DÉFIS
1. Dans l'article sur l'aide à Gaza, recopiez le passage commençant à « Des Palestiniens ayant » et se terminant à « dans le sud. », en remplaçant « bredouilles » par « les mains vides ».
2. Rédigez la suite de l'article sur la distribution de l'aide à Gaza, à partir de sa dernière phrase.

Hosni Nedim, Ramzi Mahmud  | 31.05.2025 - Mıse À Jour : 02.06.2025
Distribution de l’aide par la GHF à Gaza : chaos, meurtres et humiliation, disent les Palestiniens

Gazze

AA / Gaza / Hosni Nedim, Ramzi Mahmud

Jour après jour, la famine s’aggrave dans la bande de Gaza, alors que le nouveau système de distribution d’aide, soutenu par Israël et les États-Unis via « La Fondation humanitaire de Gaza » (GHF) – une structure opérant en dehors du cadre onusien pourtant expérimenté en matière humanitaire – montre son échec retentissant.

Mise en place mardi dernier, cette nouvelle méthode a suscité de vives critiques de la part du gouvernement de Gaza, des factions palestiniennes, ainsi que d’organisations onusiennes et internationales.

Elles dénoncent un dispositif qui ne respecte pas les normes humanitaires et met en danger la vie des civils.

L’armée israélienne a désigné quatre points de distribution gérés par cette organisation : trois dans le sud de l’enclave et un dans le corridor de Netzarim (centre), séparant le nord et le sud du territoire.

Des Palestiniens ayant tenté d’accéder à ces points affirment avoir essuyé des tirs israéliens alors qu’ils faisaient la queue pour recevoir de la nourriture.

Dans plusieurs témoignages recueillis par Anadolu, ils expliquent avoir été poussés par une faim extrême provoquée par Israël, et avoir dû choisir entre « mourir de faim ou sous les balles ».

Beaucoup sont rentrés bredouilles après des heures d’attente dans des conditions inhumaines, humiliés et sans colis alimentaires, comme l’ont rapporté plusieurs organisations de défense des droits humains.

Depuis le lancement de ce système, l’armée israélienne a commis plusieurs massacres près des centres de distribution, notamment à Rafah, dans le sud.

Mercredi, le bureau de presse du gouvernement de Gaza a déclaré que l’armée israélienne avait tué 10 civils palestiniens et blessé 62 autres en deux jours, alors qu’ils avaient été dirigés vers ces points pour y recevoir de l’aide.

Un bloc de données
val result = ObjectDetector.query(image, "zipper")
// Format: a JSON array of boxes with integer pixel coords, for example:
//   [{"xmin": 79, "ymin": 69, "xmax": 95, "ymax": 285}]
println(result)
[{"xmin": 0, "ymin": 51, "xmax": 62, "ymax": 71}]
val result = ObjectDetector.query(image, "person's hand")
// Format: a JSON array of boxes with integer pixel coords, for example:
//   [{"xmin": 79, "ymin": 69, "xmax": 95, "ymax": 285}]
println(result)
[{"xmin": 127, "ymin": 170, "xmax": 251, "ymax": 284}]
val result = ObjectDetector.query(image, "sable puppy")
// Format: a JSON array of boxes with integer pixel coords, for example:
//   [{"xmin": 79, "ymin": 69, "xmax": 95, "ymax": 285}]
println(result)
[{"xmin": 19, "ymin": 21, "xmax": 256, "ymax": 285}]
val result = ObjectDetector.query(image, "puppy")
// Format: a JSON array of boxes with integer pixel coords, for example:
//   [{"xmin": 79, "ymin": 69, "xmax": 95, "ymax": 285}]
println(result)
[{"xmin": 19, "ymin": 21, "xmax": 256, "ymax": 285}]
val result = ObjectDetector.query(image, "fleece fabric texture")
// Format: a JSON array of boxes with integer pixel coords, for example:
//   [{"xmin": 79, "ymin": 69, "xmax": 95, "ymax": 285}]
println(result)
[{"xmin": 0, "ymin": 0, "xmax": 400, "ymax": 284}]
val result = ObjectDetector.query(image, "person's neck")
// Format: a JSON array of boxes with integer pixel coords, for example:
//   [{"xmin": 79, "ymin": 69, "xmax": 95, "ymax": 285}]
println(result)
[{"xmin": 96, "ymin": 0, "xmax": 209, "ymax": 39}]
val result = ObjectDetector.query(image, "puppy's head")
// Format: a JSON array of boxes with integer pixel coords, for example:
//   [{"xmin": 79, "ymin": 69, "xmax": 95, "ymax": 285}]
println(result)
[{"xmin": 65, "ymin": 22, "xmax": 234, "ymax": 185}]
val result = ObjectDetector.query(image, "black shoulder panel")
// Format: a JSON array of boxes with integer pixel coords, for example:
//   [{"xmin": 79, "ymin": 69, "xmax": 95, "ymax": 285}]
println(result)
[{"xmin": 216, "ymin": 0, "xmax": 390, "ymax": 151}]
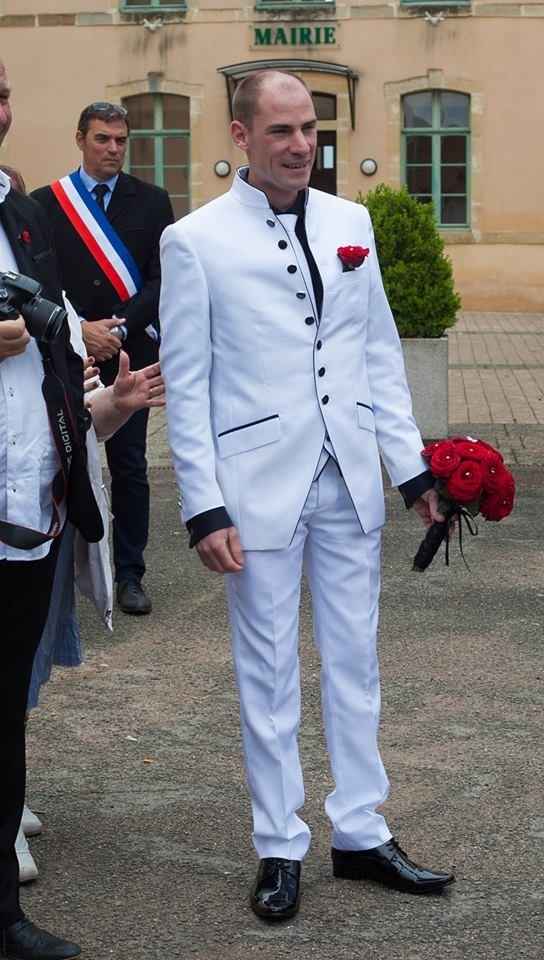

RÉSULTATS ATTENDUS
1.
Des Palestiniens ayant tenté d’accéder à ces points affirment avoir essuyé des tirs israéliens alors qu’ils faisaient la queue pour recevoir de la nourriture.

Dans plusieurs témoignages recueillis par Anadolu, ils expliquent avoir été poussés par une faim extrême provoquée par Israël, et avoir dû choisir entre « mourir de faim ou sous les balles ».

Beaucoup sont rentrés les mains vides après des heures d’attente dans des conditions inhumaines, humiliés et sans colis alimentaires, comme l’ont rapporté plusieurs organisations de défense des droits humains.

Depuis le lancement de ce système, l’armée israélienne a commis plusieurs massacres près des centres de distribution, notamment à Rafah, dans le sud.

2.
Mardi, des milliers de Palestiniens affamés ont pris d’assaut un centre d’aide établi par Israël dans ce qu’elle appelle les « zones tampons » à Rafah.

L’armée est intervenue et a tiré sur la foule, blessant plusieurs personnes selon le bureau gouvernemental.

De son côté, l’Observatoire euro-méditerranéen des droits humains (basé à Genève) a affirmé que l’armée israélienne avait tué six civils palestiniens, dont une femme, et blessé 15 autres mercredi, alors qu’ils tentaient d’accéder à l’aide au nord de Rafah.


* Chaos, tirs et humiliation

Des témoins ont déclaré à Anadolu que les centres de distribution avaient été installés dans des zones désertes, isolées, jugées « dangereuses » et entourées de fils barbelés, sans aucune organisation.

La famine qui sévit dans l’enclave pousse les Palestiniens à se ruer vers les colis alimentaires, provoquant des scènes de panique et de bousculade.

Mohammed Abou Touila, un habitant de Gaza parmi les centaines de milliers de personnes touchées par la faim, a raconté à Anadolu avoir marché pendant plus d’une heure et demie jusqu’à Rafah pour tenter d’obtenir de l’aide. Après cette longue marche, la soif et la faim, il a attendu plusieurs heures encore pour finalement rentrer les mains vides, avec un sentiment d’humiliation.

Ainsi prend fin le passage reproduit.